- [EXTRAIT DU DOCUMENT]
Play it again, Germaine ! J12

Cas contact

Ce matin, l’infirmière qui a tourné dix fois un grand coton-tige dans chacune de mes narines (oui, je suis « cas contact »…) m’a demandé ce que je faisais dans la vie. En répondant « critique de cinéma », je m’attendais bêtement — force de l’habitude — à la rituelle question : « Ah ! Et que faut-il voir ? », par conséquent, et afin de couper court, j’ai ajouté, un rien fataliste : « il n’y a pas beaucoup de boulot en ce moment… ». Je la regardais avec à peu près autant d’aménité que si elle était l’infirmière folle de Vol au-dessus d’un nid de coucou de Miloš Forman. La vraie, interprétée avec délectation sadique par Louise Fletcher, pas celle qui a donné lieu à cette inepte (même si visuellement très élégante) série Netflix signée Ryan Murphy et intitulée Ratched.

Tout en collant l’étiquette sur la pipette, puis me versant du gel hydroalcoolique sur les paumes avant de se frotter elle-même vigoureusement les mains, la dame a souri des yeux. Et elle a dit : « Oui, c’est dommage, les cinémas qui ont fermé alors que ça venait juste de reprendre et qu’il y avait tellement de beaux films à voir. Plein de beaux films français… En plus, franchement, avec les mesures sanitaires, les masques et les fauteuils vides entre chaque spectateur, on ne risquait rien. » J’ai biché sous mon masque, j’ai opiné du chef, j’avais envie de l’embrasser, ce n’était pas du tout prudent.

- [DONNÉES BRUTES]
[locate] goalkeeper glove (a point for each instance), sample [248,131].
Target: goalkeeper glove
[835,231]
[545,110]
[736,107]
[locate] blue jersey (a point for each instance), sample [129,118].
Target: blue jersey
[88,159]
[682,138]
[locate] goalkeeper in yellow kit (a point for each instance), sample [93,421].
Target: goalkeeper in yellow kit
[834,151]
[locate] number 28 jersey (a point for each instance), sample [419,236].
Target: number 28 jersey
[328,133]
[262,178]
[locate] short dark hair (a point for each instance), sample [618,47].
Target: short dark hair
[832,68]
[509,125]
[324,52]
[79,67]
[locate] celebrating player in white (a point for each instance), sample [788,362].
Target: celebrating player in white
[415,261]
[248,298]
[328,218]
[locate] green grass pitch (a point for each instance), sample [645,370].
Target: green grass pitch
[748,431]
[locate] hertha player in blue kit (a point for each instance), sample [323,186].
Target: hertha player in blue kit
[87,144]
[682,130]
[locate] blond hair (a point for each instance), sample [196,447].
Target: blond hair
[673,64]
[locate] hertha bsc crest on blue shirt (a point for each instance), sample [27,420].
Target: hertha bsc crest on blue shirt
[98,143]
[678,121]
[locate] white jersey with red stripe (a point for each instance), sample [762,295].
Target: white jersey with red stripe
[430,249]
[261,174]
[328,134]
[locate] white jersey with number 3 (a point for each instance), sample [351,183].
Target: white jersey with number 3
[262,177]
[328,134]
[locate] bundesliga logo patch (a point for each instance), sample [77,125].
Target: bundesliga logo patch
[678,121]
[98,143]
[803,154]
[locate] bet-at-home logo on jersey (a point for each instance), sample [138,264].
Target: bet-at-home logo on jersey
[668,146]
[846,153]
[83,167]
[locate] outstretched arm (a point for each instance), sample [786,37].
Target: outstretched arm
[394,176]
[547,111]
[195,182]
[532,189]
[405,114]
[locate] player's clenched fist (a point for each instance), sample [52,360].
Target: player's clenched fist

- [VOTRE CONSIGNE] Reprenez le texte sur le test du « cas contact » chez l'infirmière et continuez-le à partir de sa dernière phrase.

- [RÉPONSE À L'EXERCICE]
L’INFIRMIÈRE QUI FAIT DES TESTS COVID À LONGUEUR DE JOURNÉE DIT QUE LES SALLES DE CINÉMA SONT SAFE !

Play it again, Germaine ! Monsieur le Président, monsieur le Premier ministre ?!?! Recommencez tout, écoutez les gens, pas seulement les professionnels de la profession, mais les usagers, les spectateurs, ceux qui pratiquent, ceux qui savent !

Tandis qu’elle me raccompagnait à la porte du labo pour m’exfiltrer et faire entrer le patient suivant, j’ai voulu ajouter un truc du genre : « Il va falloir prendre son mal en patience jusqu’à la réouverture… » et là, elle a dit : « Juste avant la fermeture, je me suis précipitée pour voir le film d’Albert Dupontel, Adieu les cons, et dans la foulée, j’ai vu ADN de Maïwenn. Ils sont très différents, mais j’ai adoré les deux, j’ai trouvé ça totalement emballant. » J’étais venue à pied, je suis repartie sur un nuage.